**STUDY MATERIAL**
☆ ☆ ☆ ☆ ☆
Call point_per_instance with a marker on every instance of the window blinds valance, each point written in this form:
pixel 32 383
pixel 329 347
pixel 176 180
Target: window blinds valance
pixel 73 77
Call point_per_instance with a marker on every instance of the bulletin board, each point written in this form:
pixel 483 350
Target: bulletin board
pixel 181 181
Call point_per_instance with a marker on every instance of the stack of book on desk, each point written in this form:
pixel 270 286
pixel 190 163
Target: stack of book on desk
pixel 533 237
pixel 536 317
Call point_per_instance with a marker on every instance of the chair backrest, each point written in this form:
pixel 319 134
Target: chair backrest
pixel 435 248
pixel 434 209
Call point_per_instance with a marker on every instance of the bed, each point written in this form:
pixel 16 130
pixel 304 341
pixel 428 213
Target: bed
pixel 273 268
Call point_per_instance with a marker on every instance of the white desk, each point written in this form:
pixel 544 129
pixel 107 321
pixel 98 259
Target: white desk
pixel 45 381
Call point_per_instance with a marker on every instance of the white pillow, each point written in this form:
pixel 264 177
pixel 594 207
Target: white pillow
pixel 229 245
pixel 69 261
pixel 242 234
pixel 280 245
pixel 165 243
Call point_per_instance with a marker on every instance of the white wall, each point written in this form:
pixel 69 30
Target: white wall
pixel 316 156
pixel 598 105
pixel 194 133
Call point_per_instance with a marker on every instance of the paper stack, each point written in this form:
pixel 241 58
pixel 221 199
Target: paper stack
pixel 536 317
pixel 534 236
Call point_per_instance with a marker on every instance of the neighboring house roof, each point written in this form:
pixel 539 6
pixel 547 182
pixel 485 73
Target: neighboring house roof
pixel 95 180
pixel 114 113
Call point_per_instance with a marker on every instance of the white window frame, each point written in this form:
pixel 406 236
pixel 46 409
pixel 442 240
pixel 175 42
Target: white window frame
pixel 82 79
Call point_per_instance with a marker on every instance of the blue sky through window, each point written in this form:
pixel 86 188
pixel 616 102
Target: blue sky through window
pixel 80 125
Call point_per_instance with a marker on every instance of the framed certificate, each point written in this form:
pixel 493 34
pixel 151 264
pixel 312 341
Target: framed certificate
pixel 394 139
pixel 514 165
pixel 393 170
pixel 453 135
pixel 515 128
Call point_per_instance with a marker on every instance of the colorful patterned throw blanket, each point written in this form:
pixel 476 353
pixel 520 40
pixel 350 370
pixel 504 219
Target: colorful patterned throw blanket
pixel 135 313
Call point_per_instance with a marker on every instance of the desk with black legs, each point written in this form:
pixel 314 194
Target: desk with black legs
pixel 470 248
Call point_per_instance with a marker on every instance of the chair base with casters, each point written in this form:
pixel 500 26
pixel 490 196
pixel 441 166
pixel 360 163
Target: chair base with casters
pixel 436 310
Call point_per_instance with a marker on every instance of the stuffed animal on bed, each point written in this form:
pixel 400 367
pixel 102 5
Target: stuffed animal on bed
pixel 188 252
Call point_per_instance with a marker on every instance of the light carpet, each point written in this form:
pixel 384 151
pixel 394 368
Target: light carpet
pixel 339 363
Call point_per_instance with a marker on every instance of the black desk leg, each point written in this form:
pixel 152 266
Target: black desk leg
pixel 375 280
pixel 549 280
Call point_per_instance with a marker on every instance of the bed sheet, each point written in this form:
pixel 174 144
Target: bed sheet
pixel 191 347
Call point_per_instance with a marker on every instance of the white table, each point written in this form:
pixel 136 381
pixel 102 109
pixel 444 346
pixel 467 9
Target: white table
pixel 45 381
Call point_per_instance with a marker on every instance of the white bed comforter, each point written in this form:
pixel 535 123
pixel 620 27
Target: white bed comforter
☆ ☆ ☆ ☆ ☆
**WORK TO COMPLETE**
Above are the lines; repeat exactly the ones from the line containing "pixel 32 383" down to the line containing "pixel 594 207", both inclusive.

**PROBLEM SOLUTION**
pixel 32 383
pixel 329 347
pixel 176 180
Target: window blinds valance
pixel 73 77
Call point_per_instance with a marker on every instance of the bulletin board, each point written in this form:
pixel 483 350
Target: bulletin board
pixel 181 181
Call point_per_instance with a marker on every instance of the stack of book on desk, each point written in this form:
pixel 270 286
pixel 190 163
Target: stack of book on desk
pixel 533 237
pixel 536 317
Call point_per_instance with a marker on every instance of the chair backrest, each point written in this form:
pixel 319 134
Target: chair backrest
pixel 435 248
pixel 434 209
Call point_per_instance with a marker on every instance of the bed, each point written in this form:
pixel 16 130
pixel 304 341
pixel 428 213
Target: bed
pixel 273 268
Call point_per_instance with a marker on every instance of the white desk, each point written in this form:
pixel 544 129
pixel 107 321
pixel 98 259
Target: white desk
pixel 45 381
Call point_per_instance with a marker on every instance of the white pillow, each point written in this form:
pixel 264 177
pixel 594 207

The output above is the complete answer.